--- START INPUT ROWS ---

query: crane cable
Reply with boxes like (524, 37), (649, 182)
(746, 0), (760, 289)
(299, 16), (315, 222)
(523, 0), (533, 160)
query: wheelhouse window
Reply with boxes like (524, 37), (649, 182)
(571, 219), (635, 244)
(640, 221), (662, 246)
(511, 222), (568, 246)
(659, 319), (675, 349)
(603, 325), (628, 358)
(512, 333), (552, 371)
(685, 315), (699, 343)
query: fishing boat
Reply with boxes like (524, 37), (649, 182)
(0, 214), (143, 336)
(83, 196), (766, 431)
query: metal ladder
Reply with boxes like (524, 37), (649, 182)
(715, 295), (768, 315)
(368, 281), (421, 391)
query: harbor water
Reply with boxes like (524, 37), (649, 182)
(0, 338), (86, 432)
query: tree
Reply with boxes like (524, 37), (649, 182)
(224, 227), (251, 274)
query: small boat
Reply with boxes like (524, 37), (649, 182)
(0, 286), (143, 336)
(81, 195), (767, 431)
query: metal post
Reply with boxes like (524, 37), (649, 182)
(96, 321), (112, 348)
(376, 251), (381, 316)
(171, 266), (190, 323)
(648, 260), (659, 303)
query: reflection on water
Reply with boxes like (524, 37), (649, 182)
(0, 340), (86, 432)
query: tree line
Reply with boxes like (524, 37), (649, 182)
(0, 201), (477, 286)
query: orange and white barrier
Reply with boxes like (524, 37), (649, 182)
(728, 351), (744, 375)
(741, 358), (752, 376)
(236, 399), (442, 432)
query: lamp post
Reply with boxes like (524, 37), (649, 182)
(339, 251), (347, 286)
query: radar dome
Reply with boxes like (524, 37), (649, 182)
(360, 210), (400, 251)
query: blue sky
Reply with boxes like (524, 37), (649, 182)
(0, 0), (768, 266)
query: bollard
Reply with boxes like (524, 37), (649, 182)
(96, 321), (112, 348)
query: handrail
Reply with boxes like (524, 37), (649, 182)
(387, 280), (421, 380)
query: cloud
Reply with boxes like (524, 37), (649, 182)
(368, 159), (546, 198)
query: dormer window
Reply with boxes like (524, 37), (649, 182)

--- END INPUT ROWS ---

EXERCISE PROMPT
Reproduce all of the entries above word for word, keeping every line unchanged.

SOLUTION TO THIS TASK
query: crane cable
Reply with boxes like (524, 37), (649, 182)
(746, 0), (760, 289)
(299, 16), (315, 222)
(523, 0), (533, 160)
query: wheelhouse window
Reply with boxes like (524, 37), (649, 182)
(571, 219), (635, 244)
(640, 221), (662, 246)
(511, 222), (568, 246)
(659, 319), (675, 349)
(603, 325), (628, 358)
(512, 333), (552, 371)
(685, 315), (699, 343)
query: fishing boat
Reply with boxes like (524, 37), (649, 182)
(0, 214), (143, 336)
(83, 196), (766, 431)
query: metal ladder
Reply with boxes like (524, 37), (649, 182)
(715, 295), (768, 315)
(368, 281), (421, 391)
query: harbor water
Reply with boxes like (524, 37), (649, 182)
(0, 338), (86, 432)
query: tree
Reply with boxes like (524, 37), (649, 182)
(224, 227), (251, 274)
query: small boat
Reply with boxes like (524, 37), (649, 182)
(0, 286), (143, 336)
(81, 195), (767, 431)
query: metal post
Reply with boxes like (524, 37), (649, 182)
(96, 321), (112, 348)
(376, 251), (381, 316)
(171, 266), (190, 323)
(648, 260), (659, 303)
query: reflection on water
Reply with boxes like (524, 37), (649, 182)
(0, 340), (86, 432)
query: tree line
Reply with boxes like (524, 37), (649, 182)
(0, 201), (477, 286)
query: orange and white barrier
Reply with boxes like (524, 37), (649, 182)
(728, 351), (744, 375)
(741, 358), (752, 376)
(236, 399), (442, 432)
query: lamp post
Reply with boxes like (524, 37), (649, 182)
(339, 251), (347, 286)
query: radar dome
Reply with boxes like (524, 37), (649, 182)
(360, 210), (400, 251)
query: blue sky
Reply with boxes like (524, 37), (649, 182)
(0, 0), (768, 266)
query: bollard
Reply with boxes like (524, 37), (649, 182)
(96, 321), (112, 348)
query: handrail
Reply with boxes like (524, 37), (649, 182)
(387, 280), (421, 380)
query: cloud
Reply with boxes like (524, 37), (649, 182)
(368, 159), (546, 198)
query: dormer window
Reply with boxes like (524, 37), (649, 182)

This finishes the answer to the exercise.